Try setting different numbers for these parameters and click "Preview Detected". Red circles appear in the image stack. You could change the frames using the slider below the button.

After some trials, set parameters to what you think is optimum.

Set Linking parameters

Two parameters for linking detected dots should be set.

  1. Link Range …could be more than 1, if you want to link dots that disappears and reappears. If not, set the value to 1.

  2. Displacement …expected maximum distance that dots could move from one frame to the next. Unit is in pixels.

After parameters are set, click "OK". Tracking starts.

Inspect the Tracking Results

When tracking is done, a new window titled "Results" appears. At the bottom of the window, there are many buttons. Click "Visualize all trajectories", and then a duplicate of the image stack overlaid with trajectories will appear.

Select a region within the stack using rectangular ROI tool and then click "Focus on Area". This will create another image stack, with only that region. Since this image is zoomed, you could carefully check if the tracking was successful or not.

If you think the tracking was not successful, then you should reset all the parameters and do the tracking again.

Export the tracking results

To analyze the results in R, data should be saved as a file. To do so, first click "All Trajectories to Table". Results table will then created. In this results table window, select [File > Save As...] and save the file on your desktop. By default, file type extension is ".xls", excel format, but change this to ".csv". CSV stands for "comma separated file", and this is more classic but general data format which you could easily import in many software including R.

Further analysis

OPTIONAL: Import your results from Excel or R and plot tracks and a histogram of velocity distribution.

Particle Image Velocimetry (PIV)

Download and Installation

There is a PIV plugin bundled with Fiji, but we use another PIV plugin developed by Qingzong Tseng. You need several files for this plugin to run. Here is the recipe for running the plugin in 64-bit Windows OS.

  1. Go to

    and scroll the page down to “Installation” section. There you will find links to PIV_.jar, javacv.jar and jna.jar file. Download these three files.

### GIVEN REQUEST 1
Report how many lines of the records contain the string "frozen", treating case as significant. Give only the number.

[Excerpts of bounding box data]
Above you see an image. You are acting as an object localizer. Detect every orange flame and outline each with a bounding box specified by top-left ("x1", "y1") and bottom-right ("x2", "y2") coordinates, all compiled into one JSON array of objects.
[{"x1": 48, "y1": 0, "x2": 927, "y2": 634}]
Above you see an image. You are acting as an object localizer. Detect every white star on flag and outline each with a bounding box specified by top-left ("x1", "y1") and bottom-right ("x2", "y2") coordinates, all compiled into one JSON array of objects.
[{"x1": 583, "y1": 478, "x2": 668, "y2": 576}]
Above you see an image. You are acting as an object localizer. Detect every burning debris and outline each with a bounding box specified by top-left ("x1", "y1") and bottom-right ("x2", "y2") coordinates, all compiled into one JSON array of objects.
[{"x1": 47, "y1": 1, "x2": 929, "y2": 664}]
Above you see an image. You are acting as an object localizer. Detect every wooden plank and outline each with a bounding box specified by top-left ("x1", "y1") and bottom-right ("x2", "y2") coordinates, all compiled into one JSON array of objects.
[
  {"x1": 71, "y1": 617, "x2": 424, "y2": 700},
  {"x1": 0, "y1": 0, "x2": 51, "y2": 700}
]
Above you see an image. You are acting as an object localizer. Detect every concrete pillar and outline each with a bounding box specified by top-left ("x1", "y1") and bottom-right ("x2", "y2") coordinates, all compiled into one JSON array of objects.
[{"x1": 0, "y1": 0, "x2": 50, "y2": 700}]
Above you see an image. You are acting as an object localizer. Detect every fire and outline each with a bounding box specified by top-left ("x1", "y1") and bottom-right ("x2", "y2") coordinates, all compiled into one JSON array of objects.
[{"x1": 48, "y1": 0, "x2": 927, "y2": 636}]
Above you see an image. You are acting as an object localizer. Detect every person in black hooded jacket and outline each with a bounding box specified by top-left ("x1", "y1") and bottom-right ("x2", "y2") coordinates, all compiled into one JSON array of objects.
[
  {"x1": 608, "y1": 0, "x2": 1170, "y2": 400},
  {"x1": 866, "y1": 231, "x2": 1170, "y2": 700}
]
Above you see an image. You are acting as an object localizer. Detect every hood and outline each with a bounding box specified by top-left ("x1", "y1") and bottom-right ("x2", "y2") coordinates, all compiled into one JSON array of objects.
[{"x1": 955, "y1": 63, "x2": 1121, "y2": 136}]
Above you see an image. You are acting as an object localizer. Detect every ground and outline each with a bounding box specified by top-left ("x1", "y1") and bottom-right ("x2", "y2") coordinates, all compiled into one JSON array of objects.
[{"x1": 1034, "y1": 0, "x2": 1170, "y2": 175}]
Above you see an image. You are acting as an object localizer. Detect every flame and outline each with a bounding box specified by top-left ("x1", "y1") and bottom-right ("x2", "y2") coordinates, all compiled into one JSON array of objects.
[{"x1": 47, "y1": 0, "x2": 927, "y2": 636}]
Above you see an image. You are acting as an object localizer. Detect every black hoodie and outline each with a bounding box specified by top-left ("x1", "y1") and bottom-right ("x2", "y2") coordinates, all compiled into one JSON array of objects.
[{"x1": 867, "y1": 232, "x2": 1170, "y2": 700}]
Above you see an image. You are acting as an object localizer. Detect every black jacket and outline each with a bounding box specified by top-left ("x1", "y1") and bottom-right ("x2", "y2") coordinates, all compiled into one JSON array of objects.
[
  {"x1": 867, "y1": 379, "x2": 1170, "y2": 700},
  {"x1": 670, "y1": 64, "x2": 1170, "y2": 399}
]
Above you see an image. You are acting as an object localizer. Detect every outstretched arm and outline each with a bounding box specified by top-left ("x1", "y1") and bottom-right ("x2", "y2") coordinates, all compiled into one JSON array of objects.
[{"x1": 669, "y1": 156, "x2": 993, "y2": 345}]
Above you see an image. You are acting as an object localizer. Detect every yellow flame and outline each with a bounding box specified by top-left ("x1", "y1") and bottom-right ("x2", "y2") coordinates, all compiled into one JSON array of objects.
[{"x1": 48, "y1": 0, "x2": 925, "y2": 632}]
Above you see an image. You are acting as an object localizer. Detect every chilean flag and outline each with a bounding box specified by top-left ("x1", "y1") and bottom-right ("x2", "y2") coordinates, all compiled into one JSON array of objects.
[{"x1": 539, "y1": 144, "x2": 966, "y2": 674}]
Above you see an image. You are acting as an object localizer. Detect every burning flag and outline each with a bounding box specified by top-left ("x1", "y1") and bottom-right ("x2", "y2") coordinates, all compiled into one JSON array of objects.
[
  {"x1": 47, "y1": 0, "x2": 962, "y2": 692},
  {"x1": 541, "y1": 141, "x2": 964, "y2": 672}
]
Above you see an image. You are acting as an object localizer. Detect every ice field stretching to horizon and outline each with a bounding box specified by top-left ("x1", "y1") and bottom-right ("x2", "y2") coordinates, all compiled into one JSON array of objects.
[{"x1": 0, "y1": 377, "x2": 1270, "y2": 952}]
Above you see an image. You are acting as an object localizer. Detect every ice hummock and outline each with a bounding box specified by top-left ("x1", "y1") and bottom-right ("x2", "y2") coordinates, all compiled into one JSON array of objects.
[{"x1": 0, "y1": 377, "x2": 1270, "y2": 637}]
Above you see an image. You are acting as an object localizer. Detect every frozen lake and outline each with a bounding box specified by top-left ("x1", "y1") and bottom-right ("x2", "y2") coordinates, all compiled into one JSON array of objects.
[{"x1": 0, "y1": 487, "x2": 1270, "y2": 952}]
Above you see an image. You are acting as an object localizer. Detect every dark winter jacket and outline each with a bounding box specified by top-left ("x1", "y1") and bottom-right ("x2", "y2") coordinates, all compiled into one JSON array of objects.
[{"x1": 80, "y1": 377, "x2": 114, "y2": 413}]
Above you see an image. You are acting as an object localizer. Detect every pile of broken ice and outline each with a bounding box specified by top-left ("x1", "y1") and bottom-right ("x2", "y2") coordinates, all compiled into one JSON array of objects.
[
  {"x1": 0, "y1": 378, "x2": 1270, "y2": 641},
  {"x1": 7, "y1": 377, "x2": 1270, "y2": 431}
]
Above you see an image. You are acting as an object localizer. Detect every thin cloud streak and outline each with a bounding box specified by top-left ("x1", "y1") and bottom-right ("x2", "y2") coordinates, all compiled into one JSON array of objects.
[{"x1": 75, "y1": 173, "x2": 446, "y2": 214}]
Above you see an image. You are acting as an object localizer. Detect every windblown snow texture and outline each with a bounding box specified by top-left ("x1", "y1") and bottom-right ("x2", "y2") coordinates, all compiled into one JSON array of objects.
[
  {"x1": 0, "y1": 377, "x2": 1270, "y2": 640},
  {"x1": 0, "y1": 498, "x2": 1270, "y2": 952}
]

### GIVEN REQUEST 2
Answer these questions from the tracking tutorial:
(a) What value should Link Range be set to if dots that disappear and reappear should not be linked?
(b) In what unit is the Displacement parameter given?
(c) Which file type extension should the saved results use in place of the default ".xls"?

### WRITTEN RESPONSE 1
1

### WRITTEN RESPONSE 2
(a) 1
(b) Pixels
(c) ".csv"